**What this task involves**:
Beginning at the line that includes "Where can the park lamp", return each line exactly through the end of the listing, and no line before it.

** Data for this exercise follows **

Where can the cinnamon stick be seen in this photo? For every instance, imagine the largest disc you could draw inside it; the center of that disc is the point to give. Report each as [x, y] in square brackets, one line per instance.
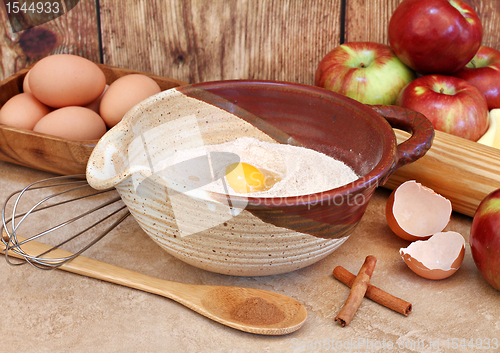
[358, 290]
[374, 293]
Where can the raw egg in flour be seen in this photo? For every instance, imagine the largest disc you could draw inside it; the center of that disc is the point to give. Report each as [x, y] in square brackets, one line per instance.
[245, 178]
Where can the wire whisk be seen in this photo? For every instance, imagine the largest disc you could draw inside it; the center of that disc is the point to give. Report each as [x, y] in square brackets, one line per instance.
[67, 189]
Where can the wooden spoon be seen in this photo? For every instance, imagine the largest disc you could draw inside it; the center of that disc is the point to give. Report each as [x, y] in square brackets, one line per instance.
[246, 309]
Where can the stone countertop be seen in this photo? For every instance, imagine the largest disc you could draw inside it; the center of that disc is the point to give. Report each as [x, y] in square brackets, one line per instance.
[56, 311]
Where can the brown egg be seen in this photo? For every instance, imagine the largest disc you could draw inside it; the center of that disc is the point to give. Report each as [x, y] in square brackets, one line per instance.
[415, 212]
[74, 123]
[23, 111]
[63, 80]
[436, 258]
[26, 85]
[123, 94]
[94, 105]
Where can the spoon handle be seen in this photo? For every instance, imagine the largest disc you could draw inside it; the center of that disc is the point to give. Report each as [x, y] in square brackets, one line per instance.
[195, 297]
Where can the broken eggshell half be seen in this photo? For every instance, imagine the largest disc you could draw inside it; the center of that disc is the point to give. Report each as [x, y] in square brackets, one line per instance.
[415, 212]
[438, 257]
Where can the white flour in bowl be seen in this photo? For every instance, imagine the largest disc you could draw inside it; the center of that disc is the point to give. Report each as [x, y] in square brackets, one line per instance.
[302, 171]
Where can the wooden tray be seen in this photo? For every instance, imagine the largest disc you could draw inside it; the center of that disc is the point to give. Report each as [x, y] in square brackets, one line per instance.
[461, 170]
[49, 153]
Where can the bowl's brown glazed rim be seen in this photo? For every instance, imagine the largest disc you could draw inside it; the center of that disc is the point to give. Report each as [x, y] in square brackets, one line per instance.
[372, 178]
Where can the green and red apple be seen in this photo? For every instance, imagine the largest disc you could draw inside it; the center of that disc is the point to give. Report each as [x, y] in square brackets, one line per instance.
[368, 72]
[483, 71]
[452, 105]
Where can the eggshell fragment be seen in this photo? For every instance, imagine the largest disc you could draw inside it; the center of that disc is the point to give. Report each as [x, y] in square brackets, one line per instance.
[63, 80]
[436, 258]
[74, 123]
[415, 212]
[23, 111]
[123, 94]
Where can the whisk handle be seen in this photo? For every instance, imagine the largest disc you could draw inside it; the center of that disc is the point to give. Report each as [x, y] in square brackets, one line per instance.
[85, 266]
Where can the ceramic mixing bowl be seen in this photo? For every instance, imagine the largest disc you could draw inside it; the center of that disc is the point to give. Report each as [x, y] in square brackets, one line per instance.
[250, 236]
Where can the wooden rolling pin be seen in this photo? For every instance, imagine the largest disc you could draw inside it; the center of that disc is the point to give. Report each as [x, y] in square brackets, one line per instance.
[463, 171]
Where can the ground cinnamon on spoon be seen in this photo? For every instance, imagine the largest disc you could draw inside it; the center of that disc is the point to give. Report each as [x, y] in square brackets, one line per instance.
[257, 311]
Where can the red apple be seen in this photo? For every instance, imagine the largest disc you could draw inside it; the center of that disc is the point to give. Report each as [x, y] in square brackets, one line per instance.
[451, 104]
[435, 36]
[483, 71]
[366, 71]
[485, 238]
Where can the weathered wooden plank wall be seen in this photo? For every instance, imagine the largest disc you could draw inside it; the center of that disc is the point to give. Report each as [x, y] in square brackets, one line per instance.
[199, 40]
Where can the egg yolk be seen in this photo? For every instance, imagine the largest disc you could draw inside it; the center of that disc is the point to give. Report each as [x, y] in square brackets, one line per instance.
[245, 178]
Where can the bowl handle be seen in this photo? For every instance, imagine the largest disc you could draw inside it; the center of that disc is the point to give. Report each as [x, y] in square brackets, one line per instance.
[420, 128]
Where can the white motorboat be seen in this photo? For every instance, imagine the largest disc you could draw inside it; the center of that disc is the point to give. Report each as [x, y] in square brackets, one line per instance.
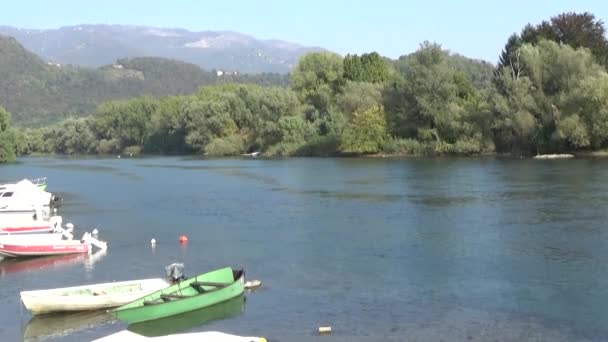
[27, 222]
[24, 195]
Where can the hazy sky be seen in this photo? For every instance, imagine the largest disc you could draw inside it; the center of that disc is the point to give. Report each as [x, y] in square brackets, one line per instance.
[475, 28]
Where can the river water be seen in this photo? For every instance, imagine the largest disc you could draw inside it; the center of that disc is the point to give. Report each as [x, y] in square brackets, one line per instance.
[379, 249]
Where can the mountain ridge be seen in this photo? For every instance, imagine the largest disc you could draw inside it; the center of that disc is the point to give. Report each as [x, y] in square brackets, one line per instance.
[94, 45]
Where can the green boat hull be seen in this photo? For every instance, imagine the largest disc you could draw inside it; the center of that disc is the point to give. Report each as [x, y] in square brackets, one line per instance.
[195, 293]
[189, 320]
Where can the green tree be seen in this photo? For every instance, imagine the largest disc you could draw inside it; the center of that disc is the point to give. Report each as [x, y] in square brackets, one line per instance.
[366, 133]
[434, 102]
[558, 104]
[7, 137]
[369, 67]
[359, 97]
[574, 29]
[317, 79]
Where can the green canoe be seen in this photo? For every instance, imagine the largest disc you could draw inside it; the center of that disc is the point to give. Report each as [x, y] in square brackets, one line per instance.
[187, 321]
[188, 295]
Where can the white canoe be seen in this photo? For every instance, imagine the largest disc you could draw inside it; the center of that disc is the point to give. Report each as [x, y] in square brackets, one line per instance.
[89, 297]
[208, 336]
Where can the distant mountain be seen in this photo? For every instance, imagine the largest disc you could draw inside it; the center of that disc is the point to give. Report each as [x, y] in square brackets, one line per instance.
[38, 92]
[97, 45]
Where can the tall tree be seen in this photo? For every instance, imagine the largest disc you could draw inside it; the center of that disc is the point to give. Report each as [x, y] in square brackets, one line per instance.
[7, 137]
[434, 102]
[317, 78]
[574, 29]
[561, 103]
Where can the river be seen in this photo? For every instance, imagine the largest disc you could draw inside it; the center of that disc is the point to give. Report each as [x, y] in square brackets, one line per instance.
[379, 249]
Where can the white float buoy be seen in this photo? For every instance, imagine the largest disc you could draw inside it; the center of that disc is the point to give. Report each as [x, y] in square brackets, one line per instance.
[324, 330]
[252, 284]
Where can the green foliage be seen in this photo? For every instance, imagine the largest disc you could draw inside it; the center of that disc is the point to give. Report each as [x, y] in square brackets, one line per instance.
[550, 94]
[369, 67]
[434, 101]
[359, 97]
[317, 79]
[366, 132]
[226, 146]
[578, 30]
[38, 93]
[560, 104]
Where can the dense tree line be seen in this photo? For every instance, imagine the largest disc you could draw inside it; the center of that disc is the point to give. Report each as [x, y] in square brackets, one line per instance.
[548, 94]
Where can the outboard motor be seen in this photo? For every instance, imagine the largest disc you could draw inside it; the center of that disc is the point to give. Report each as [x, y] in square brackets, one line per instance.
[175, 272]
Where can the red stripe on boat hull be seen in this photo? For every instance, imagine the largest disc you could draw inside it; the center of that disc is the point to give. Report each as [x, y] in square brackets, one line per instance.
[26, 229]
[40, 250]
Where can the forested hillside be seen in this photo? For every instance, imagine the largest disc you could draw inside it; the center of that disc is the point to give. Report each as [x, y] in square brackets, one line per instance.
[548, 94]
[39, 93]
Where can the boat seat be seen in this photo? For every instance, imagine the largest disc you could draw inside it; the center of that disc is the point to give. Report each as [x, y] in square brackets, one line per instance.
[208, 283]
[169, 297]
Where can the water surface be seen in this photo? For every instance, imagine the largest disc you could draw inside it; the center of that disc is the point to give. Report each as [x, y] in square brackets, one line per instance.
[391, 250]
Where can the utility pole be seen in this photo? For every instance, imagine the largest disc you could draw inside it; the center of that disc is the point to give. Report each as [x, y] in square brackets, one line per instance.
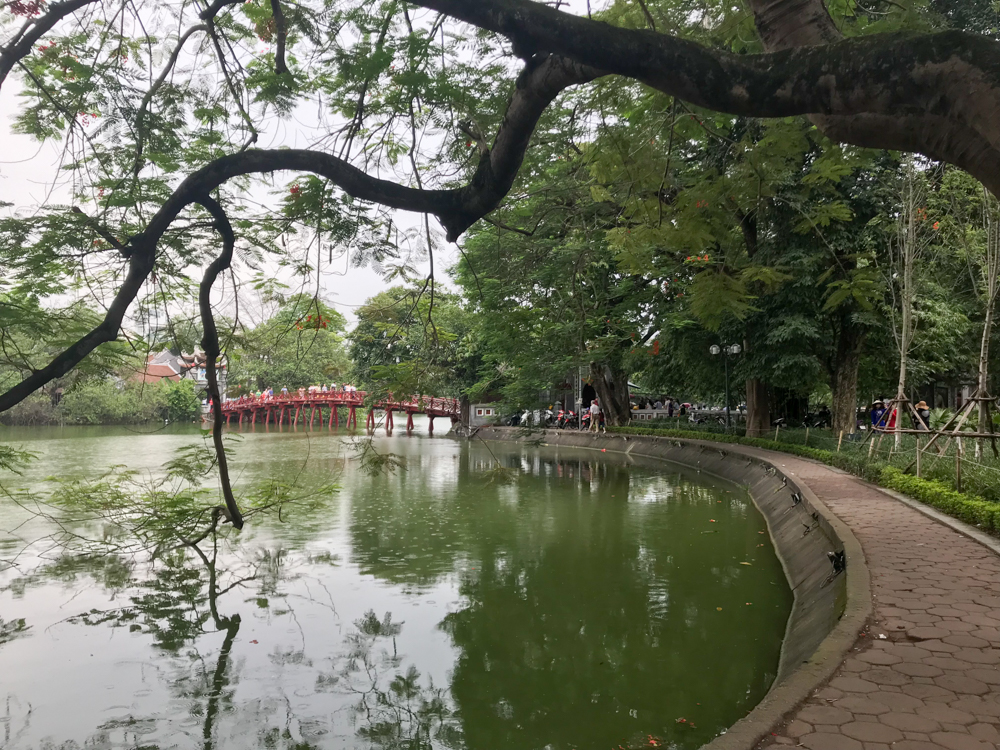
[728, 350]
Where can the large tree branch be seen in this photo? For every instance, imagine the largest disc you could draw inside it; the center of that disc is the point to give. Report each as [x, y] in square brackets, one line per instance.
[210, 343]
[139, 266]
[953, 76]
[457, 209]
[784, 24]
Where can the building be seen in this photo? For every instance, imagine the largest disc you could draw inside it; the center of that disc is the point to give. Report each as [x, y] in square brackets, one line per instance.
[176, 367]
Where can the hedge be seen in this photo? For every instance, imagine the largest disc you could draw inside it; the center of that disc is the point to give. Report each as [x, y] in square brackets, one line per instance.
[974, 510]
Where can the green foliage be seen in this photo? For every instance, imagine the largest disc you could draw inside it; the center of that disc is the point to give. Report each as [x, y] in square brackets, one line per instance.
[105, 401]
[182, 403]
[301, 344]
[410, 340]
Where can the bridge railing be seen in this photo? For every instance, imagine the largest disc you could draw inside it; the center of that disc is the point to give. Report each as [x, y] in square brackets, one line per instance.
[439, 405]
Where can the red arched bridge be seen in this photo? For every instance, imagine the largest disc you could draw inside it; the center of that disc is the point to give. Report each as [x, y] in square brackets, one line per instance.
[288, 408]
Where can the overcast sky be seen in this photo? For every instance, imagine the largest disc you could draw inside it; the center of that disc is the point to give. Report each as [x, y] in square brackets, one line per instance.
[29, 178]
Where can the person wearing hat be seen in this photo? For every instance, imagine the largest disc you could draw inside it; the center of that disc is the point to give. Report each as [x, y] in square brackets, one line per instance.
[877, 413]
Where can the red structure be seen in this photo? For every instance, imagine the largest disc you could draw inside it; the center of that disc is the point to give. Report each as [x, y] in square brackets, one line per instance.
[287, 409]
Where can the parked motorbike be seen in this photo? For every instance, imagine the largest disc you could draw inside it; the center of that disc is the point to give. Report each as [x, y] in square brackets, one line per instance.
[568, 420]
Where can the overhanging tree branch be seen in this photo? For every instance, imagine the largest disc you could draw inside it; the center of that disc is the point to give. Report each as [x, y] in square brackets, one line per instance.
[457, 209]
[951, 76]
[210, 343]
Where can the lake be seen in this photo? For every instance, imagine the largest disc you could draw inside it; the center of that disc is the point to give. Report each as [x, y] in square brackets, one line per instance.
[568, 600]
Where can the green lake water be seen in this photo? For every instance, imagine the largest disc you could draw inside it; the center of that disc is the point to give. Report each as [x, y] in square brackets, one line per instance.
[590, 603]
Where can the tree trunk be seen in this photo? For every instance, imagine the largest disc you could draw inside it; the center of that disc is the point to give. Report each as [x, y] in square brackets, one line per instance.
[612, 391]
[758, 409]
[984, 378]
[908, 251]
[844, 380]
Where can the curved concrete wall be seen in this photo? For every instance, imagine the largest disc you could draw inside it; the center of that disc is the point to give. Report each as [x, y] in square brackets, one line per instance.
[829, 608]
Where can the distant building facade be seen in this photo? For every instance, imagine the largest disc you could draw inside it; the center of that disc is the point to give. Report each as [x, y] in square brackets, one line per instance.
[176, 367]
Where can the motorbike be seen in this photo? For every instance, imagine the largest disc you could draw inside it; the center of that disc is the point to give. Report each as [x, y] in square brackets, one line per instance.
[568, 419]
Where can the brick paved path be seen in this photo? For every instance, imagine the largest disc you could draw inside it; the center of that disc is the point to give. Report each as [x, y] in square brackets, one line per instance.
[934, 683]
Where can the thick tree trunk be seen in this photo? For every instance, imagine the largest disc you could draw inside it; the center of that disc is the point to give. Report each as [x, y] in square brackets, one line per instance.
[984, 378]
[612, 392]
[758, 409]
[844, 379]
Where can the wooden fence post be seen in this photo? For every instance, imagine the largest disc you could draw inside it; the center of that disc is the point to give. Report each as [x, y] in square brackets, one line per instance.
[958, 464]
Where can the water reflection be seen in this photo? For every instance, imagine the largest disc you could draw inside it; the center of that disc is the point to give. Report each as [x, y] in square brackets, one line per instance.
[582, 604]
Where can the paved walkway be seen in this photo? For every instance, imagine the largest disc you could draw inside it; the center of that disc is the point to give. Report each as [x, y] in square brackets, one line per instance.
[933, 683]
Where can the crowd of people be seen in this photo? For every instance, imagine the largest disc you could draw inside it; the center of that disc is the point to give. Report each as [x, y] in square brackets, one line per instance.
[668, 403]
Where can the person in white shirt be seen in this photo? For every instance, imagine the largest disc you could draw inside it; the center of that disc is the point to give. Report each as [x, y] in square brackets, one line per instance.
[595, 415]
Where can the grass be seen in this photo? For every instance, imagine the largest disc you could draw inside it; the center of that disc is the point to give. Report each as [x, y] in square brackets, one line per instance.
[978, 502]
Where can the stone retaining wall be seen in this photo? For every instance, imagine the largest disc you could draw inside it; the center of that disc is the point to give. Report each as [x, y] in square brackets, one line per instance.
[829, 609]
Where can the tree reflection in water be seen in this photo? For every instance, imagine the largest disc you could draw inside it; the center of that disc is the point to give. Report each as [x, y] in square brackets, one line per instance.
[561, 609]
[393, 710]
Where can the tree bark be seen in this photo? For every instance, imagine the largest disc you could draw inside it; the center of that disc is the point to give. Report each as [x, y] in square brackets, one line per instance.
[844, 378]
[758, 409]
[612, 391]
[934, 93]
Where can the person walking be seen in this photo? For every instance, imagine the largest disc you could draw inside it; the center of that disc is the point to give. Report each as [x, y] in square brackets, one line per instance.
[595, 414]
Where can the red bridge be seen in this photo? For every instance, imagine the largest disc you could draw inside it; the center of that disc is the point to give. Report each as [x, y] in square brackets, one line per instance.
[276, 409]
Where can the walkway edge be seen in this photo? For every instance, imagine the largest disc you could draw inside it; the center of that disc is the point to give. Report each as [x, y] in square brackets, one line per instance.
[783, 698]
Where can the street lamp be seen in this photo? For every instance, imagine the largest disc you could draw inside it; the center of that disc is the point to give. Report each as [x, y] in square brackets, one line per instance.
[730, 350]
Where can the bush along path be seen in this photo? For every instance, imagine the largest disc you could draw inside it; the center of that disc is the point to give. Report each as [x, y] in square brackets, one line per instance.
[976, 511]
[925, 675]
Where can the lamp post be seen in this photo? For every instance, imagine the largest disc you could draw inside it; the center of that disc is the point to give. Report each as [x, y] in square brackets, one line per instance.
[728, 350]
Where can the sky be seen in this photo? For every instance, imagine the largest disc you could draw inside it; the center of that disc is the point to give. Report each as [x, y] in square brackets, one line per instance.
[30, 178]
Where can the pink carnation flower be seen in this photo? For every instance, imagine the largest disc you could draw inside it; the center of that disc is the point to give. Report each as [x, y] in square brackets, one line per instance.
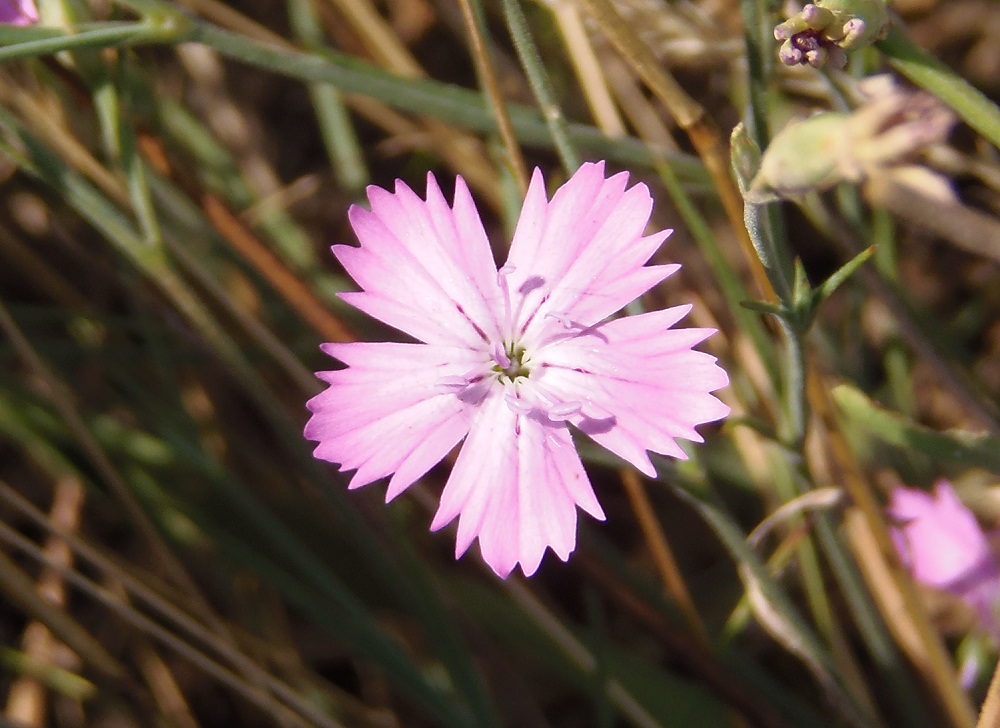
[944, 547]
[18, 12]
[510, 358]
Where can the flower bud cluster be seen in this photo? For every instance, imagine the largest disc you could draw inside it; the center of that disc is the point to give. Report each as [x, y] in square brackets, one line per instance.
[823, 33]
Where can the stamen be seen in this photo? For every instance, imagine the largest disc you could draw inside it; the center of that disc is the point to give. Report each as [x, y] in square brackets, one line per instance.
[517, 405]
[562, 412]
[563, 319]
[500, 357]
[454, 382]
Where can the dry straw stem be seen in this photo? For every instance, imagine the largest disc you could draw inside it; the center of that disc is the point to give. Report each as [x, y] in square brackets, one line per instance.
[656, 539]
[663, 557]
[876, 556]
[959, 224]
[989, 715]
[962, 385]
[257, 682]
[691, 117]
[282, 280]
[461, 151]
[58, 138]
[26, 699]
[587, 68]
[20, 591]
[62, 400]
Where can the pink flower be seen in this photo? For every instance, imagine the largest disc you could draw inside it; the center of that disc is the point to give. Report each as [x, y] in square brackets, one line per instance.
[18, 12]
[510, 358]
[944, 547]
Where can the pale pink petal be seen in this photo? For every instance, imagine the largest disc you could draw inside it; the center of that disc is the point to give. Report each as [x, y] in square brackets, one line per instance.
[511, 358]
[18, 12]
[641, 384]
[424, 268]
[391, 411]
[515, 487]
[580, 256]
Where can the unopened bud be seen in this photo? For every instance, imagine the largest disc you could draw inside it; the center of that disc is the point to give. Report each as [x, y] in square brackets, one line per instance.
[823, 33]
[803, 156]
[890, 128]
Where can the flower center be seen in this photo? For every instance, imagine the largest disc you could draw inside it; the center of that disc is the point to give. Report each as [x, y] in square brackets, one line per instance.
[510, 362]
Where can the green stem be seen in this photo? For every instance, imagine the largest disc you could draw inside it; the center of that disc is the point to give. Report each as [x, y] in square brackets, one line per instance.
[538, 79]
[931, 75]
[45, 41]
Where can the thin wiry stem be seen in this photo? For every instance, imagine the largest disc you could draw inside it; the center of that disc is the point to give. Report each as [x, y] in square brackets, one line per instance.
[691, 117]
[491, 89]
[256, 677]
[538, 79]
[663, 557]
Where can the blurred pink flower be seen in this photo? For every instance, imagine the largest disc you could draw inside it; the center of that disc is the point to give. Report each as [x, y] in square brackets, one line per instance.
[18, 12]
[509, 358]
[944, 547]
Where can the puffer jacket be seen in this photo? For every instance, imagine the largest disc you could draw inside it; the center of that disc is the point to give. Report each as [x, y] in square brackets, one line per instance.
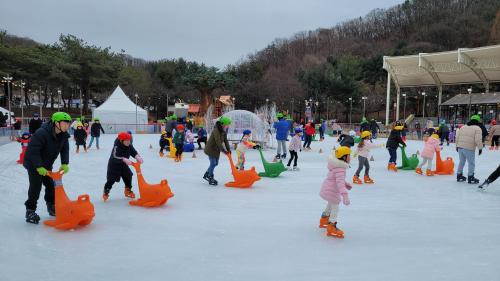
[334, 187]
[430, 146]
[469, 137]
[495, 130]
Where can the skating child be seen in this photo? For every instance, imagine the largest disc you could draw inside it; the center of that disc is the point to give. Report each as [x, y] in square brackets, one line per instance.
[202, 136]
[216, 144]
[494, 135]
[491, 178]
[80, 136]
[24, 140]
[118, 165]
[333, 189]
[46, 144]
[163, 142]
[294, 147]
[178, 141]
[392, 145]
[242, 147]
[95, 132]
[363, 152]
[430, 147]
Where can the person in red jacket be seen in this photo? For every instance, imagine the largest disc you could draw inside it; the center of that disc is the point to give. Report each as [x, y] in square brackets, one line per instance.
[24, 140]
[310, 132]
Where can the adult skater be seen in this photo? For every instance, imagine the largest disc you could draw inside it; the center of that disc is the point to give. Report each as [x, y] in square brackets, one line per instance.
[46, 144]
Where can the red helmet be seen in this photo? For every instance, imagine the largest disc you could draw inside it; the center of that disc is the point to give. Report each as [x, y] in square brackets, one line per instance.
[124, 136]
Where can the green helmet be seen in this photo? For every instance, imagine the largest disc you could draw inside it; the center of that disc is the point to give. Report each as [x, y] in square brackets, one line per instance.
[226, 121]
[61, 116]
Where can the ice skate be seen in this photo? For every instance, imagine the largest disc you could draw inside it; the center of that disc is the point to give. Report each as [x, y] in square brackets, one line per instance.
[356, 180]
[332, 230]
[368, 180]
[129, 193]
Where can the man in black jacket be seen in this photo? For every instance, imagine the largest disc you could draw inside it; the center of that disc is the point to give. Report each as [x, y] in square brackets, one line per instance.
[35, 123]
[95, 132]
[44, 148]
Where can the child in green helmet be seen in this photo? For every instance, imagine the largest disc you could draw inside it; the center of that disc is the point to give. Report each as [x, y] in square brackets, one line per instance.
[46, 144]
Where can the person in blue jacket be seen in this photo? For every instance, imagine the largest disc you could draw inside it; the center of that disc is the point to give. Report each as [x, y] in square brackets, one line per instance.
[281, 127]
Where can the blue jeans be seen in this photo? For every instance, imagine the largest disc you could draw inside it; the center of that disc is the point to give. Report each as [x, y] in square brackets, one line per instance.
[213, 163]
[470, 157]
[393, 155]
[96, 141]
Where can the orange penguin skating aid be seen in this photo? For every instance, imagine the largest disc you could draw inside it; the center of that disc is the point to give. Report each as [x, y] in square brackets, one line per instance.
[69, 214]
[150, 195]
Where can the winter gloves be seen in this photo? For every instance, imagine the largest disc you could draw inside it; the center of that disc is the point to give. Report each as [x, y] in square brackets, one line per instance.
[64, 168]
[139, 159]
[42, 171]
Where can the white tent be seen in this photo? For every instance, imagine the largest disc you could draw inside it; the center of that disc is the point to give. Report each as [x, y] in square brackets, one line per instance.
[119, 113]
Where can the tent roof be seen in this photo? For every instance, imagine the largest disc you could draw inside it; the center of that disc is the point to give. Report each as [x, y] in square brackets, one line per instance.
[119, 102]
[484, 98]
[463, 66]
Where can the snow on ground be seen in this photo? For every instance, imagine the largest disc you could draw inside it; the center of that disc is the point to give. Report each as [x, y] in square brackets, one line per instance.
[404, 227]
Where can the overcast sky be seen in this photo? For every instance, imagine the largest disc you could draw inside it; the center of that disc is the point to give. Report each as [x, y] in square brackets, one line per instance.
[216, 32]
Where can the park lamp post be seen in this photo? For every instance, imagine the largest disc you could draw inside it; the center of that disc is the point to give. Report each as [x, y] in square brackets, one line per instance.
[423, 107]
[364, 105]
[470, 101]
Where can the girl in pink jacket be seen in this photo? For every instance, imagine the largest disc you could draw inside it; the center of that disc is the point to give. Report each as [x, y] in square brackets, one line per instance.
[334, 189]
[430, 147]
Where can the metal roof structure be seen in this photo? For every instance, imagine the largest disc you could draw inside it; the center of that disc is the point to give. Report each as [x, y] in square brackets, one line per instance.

** End of Data for this exercise **

**Solution for this task**:
Where can the park lamp post be seen in this photo? For every instance, imagine the largest disc you could draw inside it; the center of that disc is the point to give. Report each as [x, y] in square brackets, one line per instance.
[423, 107]
[364, 105]
[470, 101]
Where can the girl in pink jacket be seen in this photo? For every instance, imagine the largest disc you could draw inside it; the center of that disc is the point to give. Report each as [x, y] in square brackets, one line per instance.
[334, 189]
[430, 147]
Where can the metal roof structure be seen in this photo? For every instance, imagine the largest disc you could draw inside it; the center of that disc is the point to give. Report each as [x, y] in square brackets, one line per instance.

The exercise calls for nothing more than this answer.